■ Record excerpts ■
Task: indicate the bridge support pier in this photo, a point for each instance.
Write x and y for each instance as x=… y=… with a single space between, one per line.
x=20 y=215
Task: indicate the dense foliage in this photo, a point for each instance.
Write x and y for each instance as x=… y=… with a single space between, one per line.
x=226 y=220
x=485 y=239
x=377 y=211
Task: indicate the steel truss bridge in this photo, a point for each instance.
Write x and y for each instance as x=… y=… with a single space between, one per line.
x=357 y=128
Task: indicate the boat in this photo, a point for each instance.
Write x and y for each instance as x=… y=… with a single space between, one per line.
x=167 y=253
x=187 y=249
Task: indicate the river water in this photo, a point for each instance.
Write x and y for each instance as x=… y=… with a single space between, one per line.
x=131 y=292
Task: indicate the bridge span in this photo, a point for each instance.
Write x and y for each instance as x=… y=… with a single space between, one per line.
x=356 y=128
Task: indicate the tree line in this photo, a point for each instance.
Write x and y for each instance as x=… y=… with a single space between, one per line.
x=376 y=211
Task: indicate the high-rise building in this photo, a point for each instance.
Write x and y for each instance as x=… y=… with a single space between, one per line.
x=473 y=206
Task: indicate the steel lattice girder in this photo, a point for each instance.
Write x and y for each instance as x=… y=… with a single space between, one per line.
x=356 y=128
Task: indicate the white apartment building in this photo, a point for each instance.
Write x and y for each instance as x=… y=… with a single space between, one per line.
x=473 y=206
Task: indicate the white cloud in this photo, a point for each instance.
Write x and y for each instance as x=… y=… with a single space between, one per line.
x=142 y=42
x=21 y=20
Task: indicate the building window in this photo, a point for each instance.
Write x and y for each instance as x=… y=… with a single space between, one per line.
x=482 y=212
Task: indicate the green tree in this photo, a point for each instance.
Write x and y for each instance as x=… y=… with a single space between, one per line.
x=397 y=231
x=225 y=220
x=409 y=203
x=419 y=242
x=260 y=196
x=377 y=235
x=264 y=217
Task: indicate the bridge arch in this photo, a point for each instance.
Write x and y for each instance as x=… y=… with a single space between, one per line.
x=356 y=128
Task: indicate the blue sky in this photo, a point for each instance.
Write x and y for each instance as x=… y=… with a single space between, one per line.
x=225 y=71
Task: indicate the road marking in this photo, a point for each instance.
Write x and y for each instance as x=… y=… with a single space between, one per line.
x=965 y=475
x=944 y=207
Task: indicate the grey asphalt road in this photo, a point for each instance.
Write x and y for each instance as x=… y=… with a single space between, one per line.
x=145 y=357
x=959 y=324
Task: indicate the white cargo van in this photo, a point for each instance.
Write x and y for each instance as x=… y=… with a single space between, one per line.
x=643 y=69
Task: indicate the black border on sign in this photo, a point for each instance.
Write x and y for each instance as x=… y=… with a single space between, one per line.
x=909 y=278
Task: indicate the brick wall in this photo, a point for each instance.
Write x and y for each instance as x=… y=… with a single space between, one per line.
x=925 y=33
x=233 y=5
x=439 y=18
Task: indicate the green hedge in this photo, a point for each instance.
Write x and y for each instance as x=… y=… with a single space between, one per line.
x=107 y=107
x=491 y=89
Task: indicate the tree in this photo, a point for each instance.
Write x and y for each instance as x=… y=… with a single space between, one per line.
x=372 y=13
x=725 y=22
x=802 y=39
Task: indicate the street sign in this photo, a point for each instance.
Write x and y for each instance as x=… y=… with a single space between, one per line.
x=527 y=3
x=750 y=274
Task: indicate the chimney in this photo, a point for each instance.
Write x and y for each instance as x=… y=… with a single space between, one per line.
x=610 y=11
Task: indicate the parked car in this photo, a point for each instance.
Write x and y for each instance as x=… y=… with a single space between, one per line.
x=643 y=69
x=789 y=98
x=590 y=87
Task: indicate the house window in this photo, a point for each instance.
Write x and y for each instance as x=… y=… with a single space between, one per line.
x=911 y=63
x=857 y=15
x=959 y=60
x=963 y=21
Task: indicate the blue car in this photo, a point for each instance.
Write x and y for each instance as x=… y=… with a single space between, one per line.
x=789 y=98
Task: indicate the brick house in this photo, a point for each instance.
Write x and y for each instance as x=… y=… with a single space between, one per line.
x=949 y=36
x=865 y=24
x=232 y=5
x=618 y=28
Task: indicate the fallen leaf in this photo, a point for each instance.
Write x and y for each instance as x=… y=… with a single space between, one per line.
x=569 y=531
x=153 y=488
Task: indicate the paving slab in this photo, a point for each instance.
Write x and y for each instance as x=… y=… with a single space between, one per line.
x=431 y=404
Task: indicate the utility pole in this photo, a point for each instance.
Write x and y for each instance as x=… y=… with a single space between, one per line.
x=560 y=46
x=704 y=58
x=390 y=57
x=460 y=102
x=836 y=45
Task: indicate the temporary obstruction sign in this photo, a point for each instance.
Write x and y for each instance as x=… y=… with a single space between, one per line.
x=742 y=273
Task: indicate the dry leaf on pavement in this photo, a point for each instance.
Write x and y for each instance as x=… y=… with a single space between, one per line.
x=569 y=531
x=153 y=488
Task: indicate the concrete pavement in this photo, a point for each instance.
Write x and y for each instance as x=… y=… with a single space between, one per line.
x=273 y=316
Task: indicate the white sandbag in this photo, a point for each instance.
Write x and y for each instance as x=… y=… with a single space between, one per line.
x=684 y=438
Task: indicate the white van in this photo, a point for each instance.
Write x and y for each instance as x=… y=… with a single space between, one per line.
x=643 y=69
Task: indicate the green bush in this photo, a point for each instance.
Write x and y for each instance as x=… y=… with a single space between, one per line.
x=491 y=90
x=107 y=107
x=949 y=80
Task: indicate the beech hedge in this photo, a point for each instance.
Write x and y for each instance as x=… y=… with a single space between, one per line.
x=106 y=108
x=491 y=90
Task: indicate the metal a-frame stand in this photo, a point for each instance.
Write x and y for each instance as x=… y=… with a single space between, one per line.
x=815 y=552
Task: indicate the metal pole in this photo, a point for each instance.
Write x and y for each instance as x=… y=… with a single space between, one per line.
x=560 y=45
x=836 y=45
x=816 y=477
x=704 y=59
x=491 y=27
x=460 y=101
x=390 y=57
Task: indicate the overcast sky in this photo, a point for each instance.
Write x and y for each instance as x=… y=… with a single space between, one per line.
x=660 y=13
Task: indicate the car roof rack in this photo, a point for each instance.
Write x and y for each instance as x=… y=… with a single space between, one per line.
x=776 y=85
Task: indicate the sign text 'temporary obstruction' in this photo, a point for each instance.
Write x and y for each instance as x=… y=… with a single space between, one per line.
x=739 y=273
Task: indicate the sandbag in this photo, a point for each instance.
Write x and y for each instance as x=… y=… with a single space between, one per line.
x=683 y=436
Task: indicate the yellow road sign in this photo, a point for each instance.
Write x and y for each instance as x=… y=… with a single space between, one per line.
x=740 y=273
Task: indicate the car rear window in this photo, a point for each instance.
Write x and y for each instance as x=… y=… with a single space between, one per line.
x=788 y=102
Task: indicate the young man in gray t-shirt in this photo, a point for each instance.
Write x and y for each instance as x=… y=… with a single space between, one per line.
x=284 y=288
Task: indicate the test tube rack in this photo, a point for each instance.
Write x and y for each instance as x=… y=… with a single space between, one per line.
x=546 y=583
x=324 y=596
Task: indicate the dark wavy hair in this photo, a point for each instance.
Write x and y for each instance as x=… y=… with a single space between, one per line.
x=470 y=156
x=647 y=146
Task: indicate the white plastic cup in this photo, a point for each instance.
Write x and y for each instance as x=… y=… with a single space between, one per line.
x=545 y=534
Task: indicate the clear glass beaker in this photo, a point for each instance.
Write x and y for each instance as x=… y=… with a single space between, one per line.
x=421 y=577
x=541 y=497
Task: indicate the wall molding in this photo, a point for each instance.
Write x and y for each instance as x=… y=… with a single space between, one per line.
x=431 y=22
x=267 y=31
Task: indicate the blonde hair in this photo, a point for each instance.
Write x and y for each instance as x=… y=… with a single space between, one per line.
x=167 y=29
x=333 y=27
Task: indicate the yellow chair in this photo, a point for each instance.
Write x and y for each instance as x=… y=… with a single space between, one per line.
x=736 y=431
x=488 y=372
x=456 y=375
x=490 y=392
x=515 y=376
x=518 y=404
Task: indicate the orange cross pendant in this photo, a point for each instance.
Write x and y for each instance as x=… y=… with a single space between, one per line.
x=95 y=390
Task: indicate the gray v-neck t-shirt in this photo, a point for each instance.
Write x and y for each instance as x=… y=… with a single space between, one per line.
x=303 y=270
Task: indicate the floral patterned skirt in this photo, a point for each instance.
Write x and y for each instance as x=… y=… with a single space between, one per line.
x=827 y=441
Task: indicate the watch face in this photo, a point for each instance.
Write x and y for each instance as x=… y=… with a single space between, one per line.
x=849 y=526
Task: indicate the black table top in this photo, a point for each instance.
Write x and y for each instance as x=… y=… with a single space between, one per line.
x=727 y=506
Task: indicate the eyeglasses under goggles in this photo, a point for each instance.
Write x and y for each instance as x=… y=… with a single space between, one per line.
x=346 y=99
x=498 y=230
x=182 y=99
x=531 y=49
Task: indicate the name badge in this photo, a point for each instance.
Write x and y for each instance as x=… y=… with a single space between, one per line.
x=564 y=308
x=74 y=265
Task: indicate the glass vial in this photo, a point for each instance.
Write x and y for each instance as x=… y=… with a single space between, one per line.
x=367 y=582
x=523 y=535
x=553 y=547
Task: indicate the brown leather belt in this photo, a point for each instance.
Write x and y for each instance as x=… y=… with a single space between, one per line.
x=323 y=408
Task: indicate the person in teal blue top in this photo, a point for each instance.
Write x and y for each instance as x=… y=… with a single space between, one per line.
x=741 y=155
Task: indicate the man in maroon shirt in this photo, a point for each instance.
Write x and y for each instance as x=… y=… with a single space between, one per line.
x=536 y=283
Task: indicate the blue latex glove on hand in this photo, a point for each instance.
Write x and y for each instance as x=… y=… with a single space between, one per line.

■ Activity ■
Look through the data above and return exactly the lines from the one that contains "Task: indicate the wall" to the one that contains "Task: indicate the blonde", inclusive, with nothing else.

■ Result of this exercise ■
Task: indicate the wall molding in this photo, a point for each instance.
Write x and y for each instance as x=… y=… with a single space between, one per line.
x=431 y=22
x=267 y=31
Task: indicate the blonde hair in this photo, a point for each instance.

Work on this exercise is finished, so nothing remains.